→ Your assignment
Your output must consist solely of the lines from the one containing "Target: dry grass" through the end of the records, reproduced exactly.

→ Exercise material
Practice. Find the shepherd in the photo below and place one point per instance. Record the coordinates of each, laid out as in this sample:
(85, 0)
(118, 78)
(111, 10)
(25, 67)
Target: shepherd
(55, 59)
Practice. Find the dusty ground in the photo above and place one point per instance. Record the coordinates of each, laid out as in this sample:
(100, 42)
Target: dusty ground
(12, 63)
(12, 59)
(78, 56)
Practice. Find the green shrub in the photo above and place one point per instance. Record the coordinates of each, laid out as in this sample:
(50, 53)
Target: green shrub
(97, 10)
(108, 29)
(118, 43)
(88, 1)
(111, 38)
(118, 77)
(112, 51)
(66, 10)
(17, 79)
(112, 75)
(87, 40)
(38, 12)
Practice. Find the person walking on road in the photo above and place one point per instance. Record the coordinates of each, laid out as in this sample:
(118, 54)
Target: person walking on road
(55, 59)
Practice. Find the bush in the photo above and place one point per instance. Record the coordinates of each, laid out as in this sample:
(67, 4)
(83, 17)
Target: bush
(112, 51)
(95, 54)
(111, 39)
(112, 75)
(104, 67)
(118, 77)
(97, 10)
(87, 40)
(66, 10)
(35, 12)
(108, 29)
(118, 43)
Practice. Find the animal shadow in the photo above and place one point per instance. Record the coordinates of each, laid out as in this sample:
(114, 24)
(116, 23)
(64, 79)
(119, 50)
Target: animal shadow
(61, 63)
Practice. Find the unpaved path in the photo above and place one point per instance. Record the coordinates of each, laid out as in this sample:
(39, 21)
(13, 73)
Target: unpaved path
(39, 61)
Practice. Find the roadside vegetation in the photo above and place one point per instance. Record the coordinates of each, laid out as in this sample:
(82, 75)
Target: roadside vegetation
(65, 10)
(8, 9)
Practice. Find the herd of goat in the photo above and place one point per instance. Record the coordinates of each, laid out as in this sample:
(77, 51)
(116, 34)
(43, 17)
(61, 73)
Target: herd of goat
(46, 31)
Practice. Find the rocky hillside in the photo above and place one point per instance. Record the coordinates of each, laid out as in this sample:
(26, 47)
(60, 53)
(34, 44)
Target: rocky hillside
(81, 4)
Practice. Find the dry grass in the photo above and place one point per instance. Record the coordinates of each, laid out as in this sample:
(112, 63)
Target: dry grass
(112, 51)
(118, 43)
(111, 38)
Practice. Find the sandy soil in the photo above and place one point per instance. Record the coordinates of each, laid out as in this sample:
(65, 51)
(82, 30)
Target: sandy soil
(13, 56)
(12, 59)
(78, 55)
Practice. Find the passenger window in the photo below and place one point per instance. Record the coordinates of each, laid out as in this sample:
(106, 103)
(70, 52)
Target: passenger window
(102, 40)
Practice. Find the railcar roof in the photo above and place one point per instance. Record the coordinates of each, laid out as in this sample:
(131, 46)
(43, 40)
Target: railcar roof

→ Task result
Target: dry grass
(112, 51)
(118, 43)
(111, 38)
Practice. Find the sandy soil in the photo above and place one point per instance. Record the coordinates of each, laid out as in this sample:
(65, 51)
(82, 30)
Target: sandy soil
(13, 56)
(12, 59)
(78, 55)
Practice. Find the passenger window in the photo below and place one point per instance. Record the coordinates of each, laid out as in this sample:
(106, 103)
(70, 52)
Target: passenger window
(102, 40)
Practice. Find the railcar roof in the photo above and place one point per instance. Record the coordinates of each, laid out as in this sample:
(131, 46)
(43, 40)
Target: railcar roof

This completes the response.